◆ **CONSIGNE**:
Recopiez intégralement le texte choisi ci-dessous, sur la revue Documents, sans en modifier un seul mot ni un seul signe.

++++ TEXTE CHOISI ++++

Ensuite nous poursuivons nos recherches sur ce qui est dans notre entendement aussi un rapprochement entre l’idée et l’action, l’édition des revues qui font sortir l’activité professionnelle de la pensée, scientifique ou théorique, voire la création artistique, des espaces fermés avec l’ambition d’alimenter la critique en acte. Après la présentation de la revue Minotaure dans le dernier numéro, nous avons saisi cette fois-ci l’occasion de montrer ce qu’était la revue Documents. L’éditeur Nouvelles Éditions Place vient d’éditer en facsimilé l’intégralité des numéros des deux années de vie de cette revue, 1929 et 1930. Documents avait, quelques années avant Minotaure, affiché un large éventail pluridisciplinaire : « Doctrines, Archéologie, Beaux-Arts, Ethnographie ». Dirigée par Georges Bataille, la revue pouvait – également comme Minotaure compter avec des collaborateurs de la mouvance surréaliste et ses alentours : Robert Desnos, Michel Leiris, Roger Vitrac, Max Ernst, Salvador Dali, André Masson, Pablo Picasso entre autres. Une personnalité d’une importance particulière, aussi bien pour l’orientation théorique de la revue que l’organisation de la rédaction au quotidien, était l’Allemand Carl Einstein qui résidait en France depuis la fin des années vingt. Durant toute sa vie, l’activité artistique et théorique et la participation aux luttes révolutionnaires ont été intimement liées. En 1918-1919 il avait milité dans les mouvements spartakiste et dadaïste. En 1936, il est l’un des premiers étrangers à rejoindre les milices pour la défense de la république espagnole. Pendant les trois années de la guerre civile, il est d’abord combattant de la colonne Durutti, ensuite expert militaire dans l’armée populaire.

++++ MATÉRIEL FOURNI ++++

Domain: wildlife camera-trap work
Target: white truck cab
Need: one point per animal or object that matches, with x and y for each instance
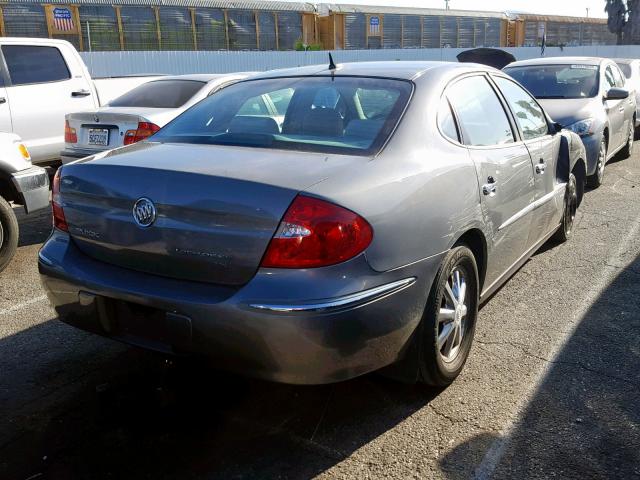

++++

◆ **VOTRE RÉPONSE**:
Ensuite nous poursuivons nos recherches sur ce qui est dans notre entendement aussi un rapprochement entre l’idée et l’action, l’édition des revues qui font sortir l’activité professionnelle de la pensée, scientifique ou théorique, voire la création artistique, des espaces fermés avec l’ambition d’alimenter la critique en acte. Après la présentation de la revue Minotaure dans le dernier numéro, nous avons saisi cette fois-ci l’occasion de montrer ce qu’était la revue Documents. L’éditeur Nouvelles Éditions Place vient d’éditer en facsimilé l’intégralité des numéros des deux années de vie de cette revue, 1929 et 1930. Documents avait, quelques années avant Minotaure, affiché un large éventail pluridisciplinaire : « Doctrines, Archéologie, Beaux-Arts, Ethnographie ». Dirigée par Georges Bataille, la revue pouvait – également comme Minotaure compter avec des collaborateurs de la mouvance surréaliste et ses alentours : Robert Desnos, Michel Leiris, Roger Vitrac, Max Ernst, Salvador Dali, André Masson, Pablo Picasso entre autres. Une personnalité d’une importance particulière, aussi bien pour l’orientation théorique de la revue que l’organisation de la rédaction au quotidien, était l’Allemand Carl Einstein qui résidait en France depuis la fin des années vingt. Durant toute sa vie, l’activité artistique et théorique et la participation aux luttes révolutionnaires ont été intimement liées. En 1918-1919 il avait milité dans les mouvements spartakiste et dadaïste. En 1936, il est l’un des premiers étrangers à rejoindre les milices pour la défense de la république espagnole. Pendant les trois années de la guerre civile, il est d’abord combattant de la colonne Durutti, ensuite expert militaire dans l’armée populaire.